Extracted records:
★ ★ ★ ★ ★ ★ ★

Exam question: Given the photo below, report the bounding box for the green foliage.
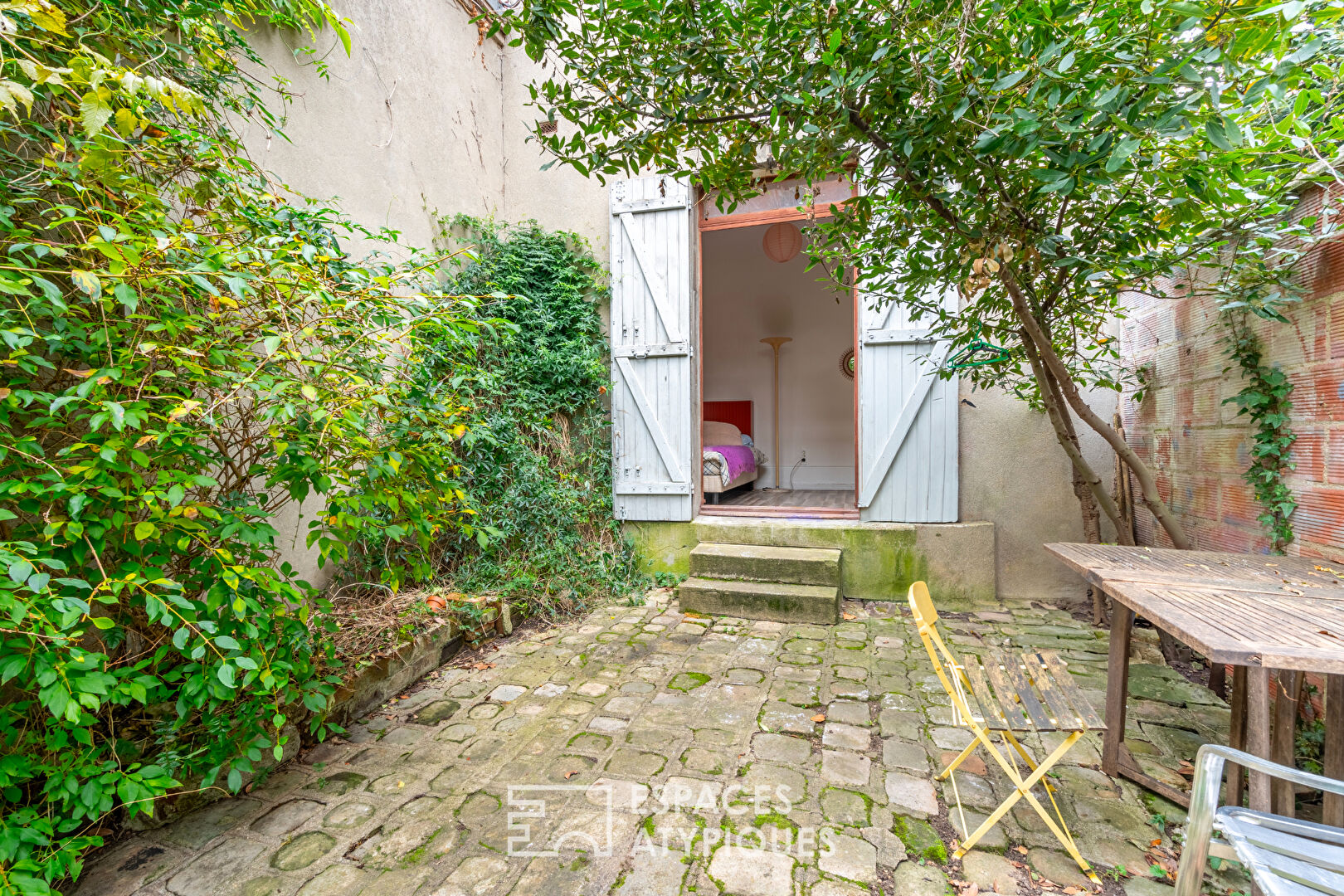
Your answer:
[496,0,1344,545]
[389,215,644,616]
[0,0,475,894]
[500,0,1344,390]
[1223,312,1297,553]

★ ★ ★ ★ ★ ★ ★

[Task to complete] Please reproduce the material above word for word, leaving out the pictures.

[Solution to the problem]
Exam question: Given the photo below, report the bounding box for the green foliage.
Your answer:
[496,0,1344,545]
[389,215,644,616]
[0,0,475,894]
[500,0,1344,390]
[1223,312,1297,553]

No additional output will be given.